**Text excerpt**

** start **

Artificial intelligence (AI) is the discipline concerned with using computers to solve problems that require intelligence, similar to what most humans exhibit, rather than mere computation. Intelligence is a term that’s difficult to precisely define, and the border between computation and intelligence is subjective and difficult to delineate. While there is room for substantial debate about what is and is not included in artificial intelligence, there is general consensus that numerous tasks can be accomplished by a human using a computer, such as writing a book, that at present computers are unable to effectively accomplish on their own. Attempts to move toward autonomous solutions to those tasks and problems fall into the field of AI.

AI has a long and fascinating history of cyclical periods of breakthrough success leading to high expectations, followed by extended periods of disappointment at the failure of the breakthrough techniques to fully realize their promise. Although AI has repeatedly fallen short of its lofty goals, there have been substantial advances over the decades. One reason AI can appear to be a goal that is never attained is that the consensus opinion on where computation stops and AI starts is a moving target. Many problems that were once considered challenging AI goals, such as optical character recognition, games like chess or Go, voice recognition, and image classification, have now been largely solved. As people become accustomed to widespread computerized implementation of these techniques, they often cease to consider them to require intelligence.

** end **

List each problem that the excerpt on artificial intelligence above names as a once-challenging AI goal that has now been largely solved.

**Record set**
** start **

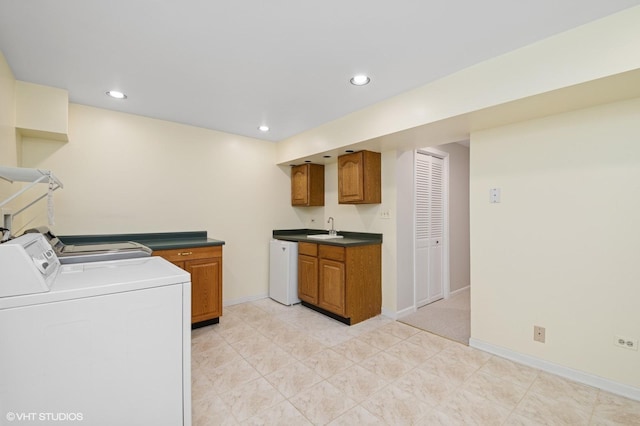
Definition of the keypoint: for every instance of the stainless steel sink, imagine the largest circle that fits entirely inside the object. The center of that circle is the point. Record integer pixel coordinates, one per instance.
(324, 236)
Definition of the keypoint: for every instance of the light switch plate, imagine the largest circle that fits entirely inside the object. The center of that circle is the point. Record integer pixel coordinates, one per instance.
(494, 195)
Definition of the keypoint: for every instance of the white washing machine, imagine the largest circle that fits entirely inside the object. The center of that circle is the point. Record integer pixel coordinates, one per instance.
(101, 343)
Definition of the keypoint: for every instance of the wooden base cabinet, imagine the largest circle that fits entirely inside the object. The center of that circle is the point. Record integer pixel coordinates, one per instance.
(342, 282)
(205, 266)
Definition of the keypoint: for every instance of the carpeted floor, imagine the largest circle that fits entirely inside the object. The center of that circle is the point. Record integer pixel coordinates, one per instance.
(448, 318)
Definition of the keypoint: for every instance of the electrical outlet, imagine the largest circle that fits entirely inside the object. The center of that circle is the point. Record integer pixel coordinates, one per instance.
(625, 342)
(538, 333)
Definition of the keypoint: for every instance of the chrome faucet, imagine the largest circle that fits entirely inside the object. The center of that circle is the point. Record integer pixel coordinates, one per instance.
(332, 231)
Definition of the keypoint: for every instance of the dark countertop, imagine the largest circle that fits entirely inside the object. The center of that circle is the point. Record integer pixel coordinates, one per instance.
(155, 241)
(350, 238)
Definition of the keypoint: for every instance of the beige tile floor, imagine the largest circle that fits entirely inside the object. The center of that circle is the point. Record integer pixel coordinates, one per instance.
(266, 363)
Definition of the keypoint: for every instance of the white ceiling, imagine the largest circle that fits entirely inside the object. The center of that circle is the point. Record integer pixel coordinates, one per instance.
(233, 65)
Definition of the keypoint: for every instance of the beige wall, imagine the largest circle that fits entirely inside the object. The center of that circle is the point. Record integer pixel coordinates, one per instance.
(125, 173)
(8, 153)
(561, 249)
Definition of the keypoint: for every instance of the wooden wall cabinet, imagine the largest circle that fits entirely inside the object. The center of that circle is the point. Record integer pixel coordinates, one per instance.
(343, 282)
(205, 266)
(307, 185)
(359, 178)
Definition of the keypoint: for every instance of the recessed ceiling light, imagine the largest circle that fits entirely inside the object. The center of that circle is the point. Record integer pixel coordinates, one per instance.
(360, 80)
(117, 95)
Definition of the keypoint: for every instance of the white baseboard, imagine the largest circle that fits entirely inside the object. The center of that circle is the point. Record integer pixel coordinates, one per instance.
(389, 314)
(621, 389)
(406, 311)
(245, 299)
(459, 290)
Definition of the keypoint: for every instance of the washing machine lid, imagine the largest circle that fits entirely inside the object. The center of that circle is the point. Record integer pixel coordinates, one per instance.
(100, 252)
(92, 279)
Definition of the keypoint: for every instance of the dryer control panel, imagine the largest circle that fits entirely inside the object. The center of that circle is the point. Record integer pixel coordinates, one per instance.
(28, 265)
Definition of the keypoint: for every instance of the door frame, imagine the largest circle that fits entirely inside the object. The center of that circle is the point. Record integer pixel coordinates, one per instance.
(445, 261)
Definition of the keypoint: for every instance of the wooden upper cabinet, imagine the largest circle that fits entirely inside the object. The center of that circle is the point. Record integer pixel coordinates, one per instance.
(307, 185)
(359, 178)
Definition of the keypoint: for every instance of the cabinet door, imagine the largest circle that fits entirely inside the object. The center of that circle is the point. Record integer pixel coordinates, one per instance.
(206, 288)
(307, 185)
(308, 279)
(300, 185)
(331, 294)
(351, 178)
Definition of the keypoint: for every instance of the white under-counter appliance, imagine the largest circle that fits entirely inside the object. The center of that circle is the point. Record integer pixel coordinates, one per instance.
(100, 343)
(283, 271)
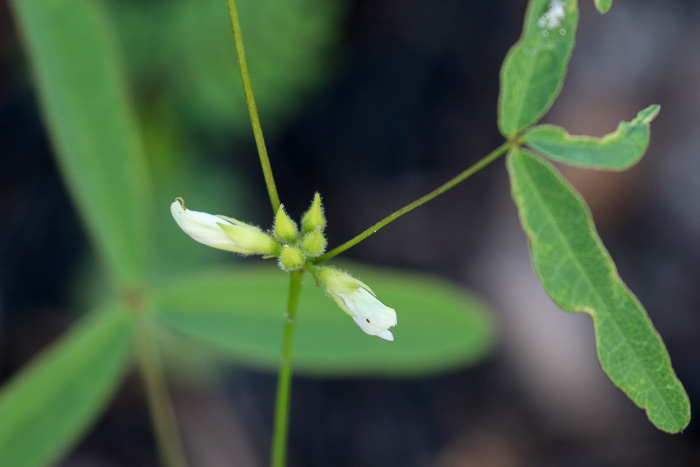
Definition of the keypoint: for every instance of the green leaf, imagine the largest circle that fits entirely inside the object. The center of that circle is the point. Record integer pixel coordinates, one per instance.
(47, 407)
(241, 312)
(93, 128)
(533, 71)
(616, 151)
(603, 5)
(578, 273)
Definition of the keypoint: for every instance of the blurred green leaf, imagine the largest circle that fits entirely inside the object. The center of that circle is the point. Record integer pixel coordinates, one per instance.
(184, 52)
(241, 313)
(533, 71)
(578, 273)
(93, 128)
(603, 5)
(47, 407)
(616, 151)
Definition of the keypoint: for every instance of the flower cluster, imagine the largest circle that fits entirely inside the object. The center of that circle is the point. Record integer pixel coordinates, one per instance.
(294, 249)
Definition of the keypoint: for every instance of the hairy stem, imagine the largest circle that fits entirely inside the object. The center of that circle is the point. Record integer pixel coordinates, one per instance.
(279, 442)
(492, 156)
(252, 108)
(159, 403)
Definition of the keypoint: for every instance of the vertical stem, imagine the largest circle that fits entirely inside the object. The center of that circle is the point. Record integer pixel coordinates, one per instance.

** end **

**Solution**
- Optical character recognition
- Games like chess or Go
- Voice recognition
- Image classification